* _The problem_: Write out every line of the listing below, including the lines naming what to point at, and add -64 to each number in the coordinate pairs. Leave the pictures out.

* _Given records_:
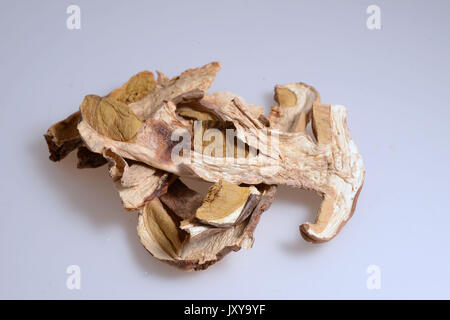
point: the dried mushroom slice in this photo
(295, 101)
(158, 231)
(136, 183)
(182, 200)
(201, 245)
(89, 159)
(334, 168)
(63, 137)
(227, 204)
(135, 89)
(198, 78)
(110, 118)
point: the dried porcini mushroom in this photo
(227, 204)
(110, 118)
(135, 89)
(63, 137)
(190, 245)
(133, 128)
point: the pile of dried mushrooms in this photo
(152, 132)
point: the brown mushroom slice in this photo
(295, 101)
(333, 168)
(183, 201)
(227, 204)
(159, 233)
(63, 137)
(135, 89)
(198, 78)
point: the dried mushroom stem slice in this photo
(227, 204)
(191, 79)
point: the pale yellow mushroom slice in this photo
(227, 204)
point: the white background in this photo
(394, 82)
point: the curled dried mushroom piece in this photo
(227, 204)
(189, 244)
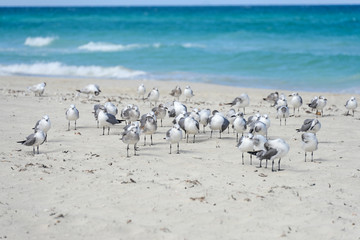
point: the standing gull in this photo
(218, 122)
(204, 117)
(72, 114)
(188, 92)
(130, 136)
(240, 102)
(43, 124)
(34, 140)
(274, 149)
(283, 112)
(148, 126)
(246, 144)
(176, 92)
(160, 112)
(174, 135)
(272, 98)
(309, 144)
(351, 104)
(153, 96)
(38, 89)
(310, 125)
(239, 124)
(141, 91)
(318, 104)
(295, 101)
(106, 119)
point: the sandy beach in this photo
(82, 185)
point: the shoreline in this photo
(81, 185)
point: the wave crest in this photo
(60, 69)
(39, 41)
(108, 47)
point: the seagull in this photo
(281, 100)
(318, 104)
(111, 108)
(296, 101)
(191, 127)
(141, 91)
(257, 128)
(176, 92)
(240, 102)
(148, 126)
(106, 119)
(218, 122)
(174, 135)
(239, 124)
(38, 89)
(204, 117)
(188, 92)
(153, 96)
(266, 120)
(130, 113)
(34, 140)
(72, 114)
(309, 144)
(230, 116)
(272, 98)
(310, 125)
(351, 104)
(90, 89)
(160, 112)
(274, 149)
(283, 112)
(43, 124)
(130, 136)
(246, 144)
(96, 113)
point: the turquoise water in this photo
(294, 48)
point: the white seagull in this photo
(174, 135)
(188, 92)
(176, 92)
(283, 112)
(34, 140)
(72, 114)
(309, 144)
(295, 101)
(246, 144)
(274, 149)
(106, 119)
(351, 104)
(38, 89)
(218, 122)
(240, 102)
(153, 96)
(141, 91)
(310, 125)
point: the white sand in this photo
(82, 186)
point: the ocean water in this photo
(309, 48)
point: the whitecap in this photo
(192, 45)
(39, 41)
(60, 69)
(108, 47)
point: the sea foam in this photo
(60, 69)
(108, 47)
(39, 41)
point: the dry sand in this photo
(82, 186)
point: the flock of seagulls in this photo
(253, 130)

* _Result for this exercise_:
point: the dried mushroom slice in this photo
(231, 37)
(94, 167)
(72, 119)
(118, 136)
(137, 181)
(25, 95)
(270, 104)
(-1, 73)
(163, 140)
(71, 25)
(134, 14)
(46, 54)
point: the dried porcini mushroom in this photo
(163, 140)
(46, 54)
(71, 25)
(-1, 73)
(126, 181)
(69, 64)
point: the pile of dried mushrooms in this photo
(88, 68)
point: the brown mushroom slice in this photo
(231, 37)
(269, 104)
(119, 137)
(163, 140)
(95, 169)
(-1, 73)
(71, 25)
(134, 14)
point: the dried mushroom stem slice in this photo
(163, 140)
(127, 15)
point: the pale yellow mushroom slice in this photo
(163, 140)
point: the white background in this photo
(330, 18)
point: the curled dried mushroom piece in this photo
(163, 140)
(125, 180)
point: the standing gull in this photo
(154, 58)
(140, 53)
(8, 50)
(124, 28)
(66, 72)
(176, 38)
(-21, 60)
(-30, 76)
(210, 85)
(219, 48)
(84, 62)
(182, 80)
(112, 28)
(96, 48)
(110, 71)
(208, 34)
(245, 80)
(287, 40)
(89, 32)
(-26, 25)
(246, 61)
(175, 60)
(77, 27)
(254, 40)
(231, 37)
(42, 55)
point: the sandy beach in this photo
(18, 121)
point: the shoreline in this photo
(17, 121)
point: the wave crest in this photo
(-4, 5)
(-25, -23)
(44, -17)
point: the seagull in this photo
(217, 36)
(254, 40)
(47, 44)
(232, 37)
(127, 63)
(77, 27)
(193, 64)
(112, 28)
(176, 38)
(84, 62)
(42, 55)
(154, 58)
(110, 71)
(175, 60)
(-26, 25)
(140, 53)
(124, 28)
(89, 32)
(202, 56)
(66, 49)
(-30, 76)
(8, 50)
(245, 80)
(166, 52)
(208, 34)
(246, 61)
(287, 40)
(26, 25)
(96, 48)
(210, 85)
(219, 48)
(-21, 60)
(66, 72)
(182, 80)
(32, 49)
point: the turquoise water in this photo
(230, -16)
point: the white seagull in this photo
(110, 71)
(124, 28)
(112, 28)
(219, 48)
(-30, 76)
(8, 50)
(245, 80)
(231, 37)
(182, 80)
(210, 85)
(42, 55)
(287, 40)
(-26, 25)
(154, 58)
(176, 38)
(89, 32)
(77, 27)
(246, 61)
point: the white sand in this photo
(18, 122)
point: the ocean water in this photo
(245, -16)
point: the whitecap in this photo
(128, -19)
(-25, -23)
(-4, 5)
(44, -17)
point: the sea foam in this photo
(-4, 5)
(44, -17)
(-25, -23)
point: the dry sand in this photo
(18, 122)
point: the flock of seagulls in this photo
(189, 66)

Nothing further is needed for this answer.